SHORT PROBLEM:
Retype word for word everything from the top of the listing below down to and including the line that contains "[[170, 35]]".

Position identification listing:

++++++++++

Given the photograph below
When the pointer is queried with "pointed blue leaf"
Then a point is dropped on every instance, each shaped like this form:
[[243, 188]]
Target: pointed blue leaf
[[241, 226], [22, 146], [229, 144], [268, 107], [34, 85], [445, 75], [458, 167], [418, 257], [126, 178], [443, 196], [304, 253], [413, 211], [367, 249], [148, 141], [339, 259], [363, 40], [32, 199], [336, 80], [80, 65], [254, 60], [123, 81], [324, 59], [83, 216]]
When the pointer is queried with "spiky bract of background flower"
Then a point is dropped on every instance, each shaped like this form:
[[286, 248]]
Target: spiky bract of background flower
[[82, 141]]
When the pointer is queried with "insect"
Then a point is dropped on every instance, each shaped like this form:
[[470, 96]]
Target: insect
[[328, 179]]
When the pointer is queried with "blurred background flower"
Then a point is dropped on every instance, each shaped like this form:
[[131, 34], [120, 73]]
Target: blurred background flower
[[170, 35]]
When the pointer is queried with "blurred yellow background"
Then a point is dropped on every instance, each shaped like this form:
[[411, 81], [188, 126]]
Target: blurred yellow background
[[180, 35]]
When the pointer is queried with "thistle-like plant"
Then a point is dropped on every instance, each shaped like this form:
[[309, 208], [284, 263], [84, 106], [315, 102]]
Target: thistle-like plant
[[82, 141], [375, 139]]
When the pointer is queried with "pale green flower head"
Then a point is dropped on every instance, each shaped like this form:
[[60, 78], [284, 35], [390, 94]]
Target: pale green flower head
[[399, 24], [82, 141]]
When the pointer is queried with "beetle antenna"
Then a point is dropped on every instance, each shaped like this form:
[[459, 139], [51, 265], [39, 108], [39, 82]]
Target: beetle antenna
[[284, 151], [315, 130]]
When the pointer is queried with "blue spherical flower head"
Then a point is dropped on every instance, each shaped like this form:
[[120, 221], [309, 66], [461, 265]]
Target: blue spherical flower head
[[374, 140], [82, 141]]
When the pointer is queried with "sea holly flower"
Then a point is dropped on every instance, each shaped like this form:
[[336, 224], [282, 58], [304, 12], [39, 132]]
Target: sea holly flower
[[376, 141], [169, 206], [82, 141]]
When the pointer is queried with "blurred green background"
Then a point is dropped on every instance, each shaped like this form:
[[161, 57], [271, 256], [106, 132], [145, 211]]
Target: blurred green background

++++++++++

THE RESPONSE:
Given the photograph below
When the pointer is queried with "pointed blue leaf"
Then a point is dropped on every instance, each shaped like this form:
[[243, 188]]
Target: pointed blue leaf
[[241, 226], [22, 146], [229, 144], [268, 107], [34, 85], [445, 75], [458, 167], [418, 257], [126, 178], [443, 196], [304, 253], [413, 211], [367, 249], [148, 141], [339, 259], [363, 40], [32, 199], [336, 80], [80, 65], [254, 60], [123, 81], [324, 59], [83, 216]]
When the pointer is queried with "spiky bract of background flower"
Then a point is dropped on every instance, each shaped like this form:
[[286, 248]]
Target: spiky bract of background flower
[[82, 141]]
When the pointer is queried with "insect"
Then a point is dropped on every instance, each shaped like this form:
[[470, 96]]
Target: insect
[[328, 179]]
When the pointer is queried with "blurred background flower"
Then a point is dropped on every instance, each shaped like this form:
[[131, 34], [120, 73]]
Target: blurred background flower
[[170, 35]]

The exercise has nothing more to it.